::: Passage to read

East Agile Tracker is an agile planning tool with strong opinions about how teams ship software — and an unusual idea about who’s on the team.
Stories flow through a real XP state machine. Iterations plan themselves from velocity. A board shows you exactly where the work is. And alongside your human teammates, you can have agents — named, role-scoped AI participants who pick up stories, comment, transition state, and leave an audit trail you can read.
This page covers the concepts. To do things, see Operating Instructions.
Stories
Section titled “Stories”Stories are the fundamental unit of work. There are four types, and the distinction is the whole point:
- Feature — New value for users. The only type that carries points, the only type that contributes to velocity. This is what forces you to slice work into user-observable value.
- Bug — A defect. Unestimated; it just has to be fixed. Bugs don’t earn credit, which makes the cost of rework visible rather than rewarded.
- Chore — Maintenance work — refactors, dependency bumps, infrastructure. Unestimated; no acceptance gate. The team is pressured to bundle chores into features wherever possible so the value framing stays honest.
- Release — A zero-point milestone. Mark a deployment or a version bump. Anchors a date for the projection.
The behavioural effect is what matters: when bugs and chores don’t score, a team naturally pushes to express work as user-oriented functionality, and it becomes acutely aware of defect cost. That’s a planning discipline encoded in the data model — not a guideline you have to remember.

::::::
::: Listed records

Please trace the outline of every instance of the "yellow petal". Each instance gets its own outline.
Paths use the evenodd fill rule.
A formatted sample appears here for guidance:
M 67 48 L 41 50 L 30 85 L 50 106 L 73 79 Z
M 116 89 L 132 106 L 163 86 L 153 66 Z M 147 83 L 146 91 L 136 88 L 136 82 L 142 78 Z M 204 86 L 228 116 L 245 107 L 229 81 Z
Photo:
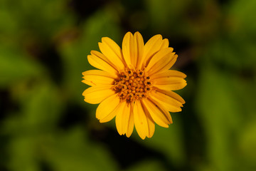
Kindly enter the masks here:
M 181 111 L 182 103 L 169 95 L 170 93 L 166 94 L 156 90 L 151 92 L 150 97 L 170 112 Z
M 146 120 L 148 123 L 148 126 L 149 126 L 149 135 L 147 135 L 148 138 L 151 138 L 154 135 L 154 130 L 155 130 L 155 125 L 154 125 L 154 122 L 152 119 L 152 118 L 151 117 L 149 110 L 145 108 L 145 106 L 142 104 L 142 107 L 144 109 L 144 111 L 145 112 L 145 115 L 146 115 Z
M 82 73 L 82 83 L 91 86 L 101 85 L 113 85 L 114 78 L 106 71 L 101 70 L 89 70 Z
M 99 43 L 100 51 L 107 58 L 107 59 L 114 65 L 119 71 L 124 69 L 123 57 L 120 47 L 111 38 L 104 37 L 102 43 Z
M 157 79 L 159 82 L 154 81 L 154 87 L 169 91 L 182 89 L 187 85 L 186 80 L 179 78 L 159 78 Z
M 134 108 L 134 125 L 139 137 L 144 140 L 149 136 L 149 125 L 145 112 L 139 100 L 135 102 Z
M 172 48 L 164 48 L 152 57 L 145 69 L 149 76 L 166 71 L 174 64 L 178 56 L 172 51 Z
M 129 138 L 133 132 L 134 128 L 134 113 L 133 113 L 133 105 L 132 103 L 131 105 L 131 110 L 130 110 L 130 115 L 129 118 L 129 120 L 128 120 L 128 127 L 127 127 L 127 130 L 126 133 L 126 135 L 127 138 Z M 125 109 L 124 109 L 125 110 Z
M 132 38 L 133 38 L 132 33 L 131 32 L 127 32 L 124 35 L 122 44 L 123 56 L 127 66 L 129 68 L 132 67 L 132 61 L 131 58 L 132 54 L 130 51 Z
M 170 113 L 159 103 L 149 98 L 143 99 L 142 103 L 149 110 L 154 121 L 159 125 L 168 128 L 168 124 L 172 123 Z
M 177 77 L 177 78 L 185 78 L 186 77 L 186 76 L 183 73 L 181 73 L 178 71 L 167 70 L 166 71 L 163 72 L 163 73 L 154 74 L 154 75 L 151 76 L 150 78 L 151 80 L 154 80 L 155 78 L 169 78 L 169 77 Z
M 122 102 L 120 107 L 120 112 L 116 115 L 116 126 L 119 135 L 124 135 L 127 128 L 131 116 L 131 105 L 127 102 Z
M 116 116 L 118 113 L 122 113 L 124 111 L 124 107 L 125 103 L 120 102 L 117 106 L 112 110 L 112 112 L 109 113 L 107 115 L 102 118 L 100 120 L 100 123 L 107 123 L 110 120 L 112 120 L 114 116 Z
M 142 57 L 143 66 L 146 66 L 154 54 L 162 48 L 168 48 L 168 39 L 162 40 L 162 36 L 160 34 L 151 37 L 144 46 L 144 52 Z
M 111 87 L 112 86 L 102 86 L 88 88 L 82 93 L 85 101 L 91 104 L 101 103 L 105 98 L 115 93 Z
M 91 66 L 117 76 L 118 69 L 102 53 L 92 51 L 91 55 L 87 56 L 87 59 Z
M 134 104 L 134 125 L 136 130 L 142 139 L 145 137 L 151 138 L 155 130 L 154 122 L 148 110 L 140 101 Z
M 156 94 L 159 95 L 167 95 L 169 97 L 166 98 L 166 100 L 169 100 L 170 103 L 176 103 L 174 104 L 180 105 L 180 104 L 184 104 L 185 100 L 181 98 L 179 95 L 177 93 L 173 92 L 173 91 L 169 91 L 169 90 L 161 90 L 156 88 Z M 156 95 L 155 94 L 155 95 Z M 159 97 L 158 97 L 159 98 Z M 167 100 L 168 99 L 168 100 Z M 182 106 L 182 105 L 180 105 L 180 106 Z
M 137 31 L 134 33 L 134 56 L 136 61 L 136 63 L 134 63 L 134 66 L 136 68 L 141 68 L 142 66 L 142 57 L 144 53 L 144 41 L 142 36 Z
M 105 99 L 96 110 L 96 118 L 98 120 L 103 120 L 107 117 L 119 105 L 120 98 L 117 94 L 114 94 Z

::::::

• Job: In the East Agile Tracker overview, which story type is the only one that carries points? Please rely only on the East Agile Tracker overview, not on the entries.

• Exercise solution: Feature.